> [Problem description] The expected output is each line below containing "polygon", copied in full.

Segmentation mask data

□ □ □ □ □

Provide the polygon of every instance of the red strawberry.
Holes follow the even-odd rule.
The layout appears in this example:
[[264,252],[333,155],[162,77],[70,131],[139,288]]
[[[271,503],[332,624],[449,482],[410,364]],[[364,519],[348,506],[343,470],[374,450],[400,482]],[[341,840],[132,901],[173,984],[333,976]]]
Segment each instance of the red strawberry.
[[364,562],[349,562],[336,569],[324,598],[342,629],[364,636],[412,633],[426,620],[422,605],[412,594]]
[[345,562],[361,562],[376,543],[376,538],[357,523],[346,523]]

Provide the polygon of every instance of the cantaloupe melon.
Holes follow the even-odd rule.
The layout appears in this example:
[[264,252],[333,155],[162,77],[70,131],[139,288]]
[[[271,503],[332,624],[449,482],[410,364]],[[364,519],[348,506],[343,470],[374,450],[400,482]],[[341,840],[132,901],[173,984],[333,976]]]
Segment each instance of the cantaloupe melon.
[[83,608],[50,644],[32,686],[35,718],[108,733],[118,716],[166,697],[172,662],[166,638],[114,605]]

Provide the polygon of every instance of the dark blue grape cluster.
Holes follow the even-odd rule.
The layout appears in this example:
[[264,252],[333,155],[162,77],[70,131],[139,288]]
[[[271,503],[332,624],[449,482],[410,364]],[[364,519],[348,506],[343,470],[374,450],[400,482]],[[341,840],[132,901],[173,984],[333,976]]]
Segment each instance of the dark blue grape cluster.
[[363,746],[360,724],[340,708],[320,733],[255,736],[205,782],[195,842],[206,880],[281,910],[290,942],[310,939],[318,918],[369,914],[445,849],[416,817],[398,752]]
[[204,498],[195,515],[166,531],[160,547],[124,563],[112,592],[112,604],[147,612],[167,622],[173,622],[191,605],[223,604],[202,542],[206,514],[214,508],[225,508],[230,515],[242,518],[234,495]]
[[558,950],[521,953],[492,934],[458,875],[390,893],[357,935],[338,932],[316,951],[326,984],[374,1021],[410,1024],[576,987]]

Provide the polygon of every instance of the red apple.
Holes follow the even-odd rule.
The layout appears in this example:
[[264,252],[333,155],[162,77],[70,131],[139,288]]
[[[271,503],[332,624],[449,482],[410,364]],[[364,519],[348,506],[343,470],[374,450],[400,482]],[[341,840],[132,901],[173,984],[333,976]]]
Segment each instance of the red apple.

□ □ □ □ □

> [Solved problem]
Provide the polygon of every instance of the red strawberry.
Provide the polygon of every instance of the cantaloupe melon.
Provide the polygon of every instance of the dark blue grape cluster.
Provide the polygon of every instance of the red apple.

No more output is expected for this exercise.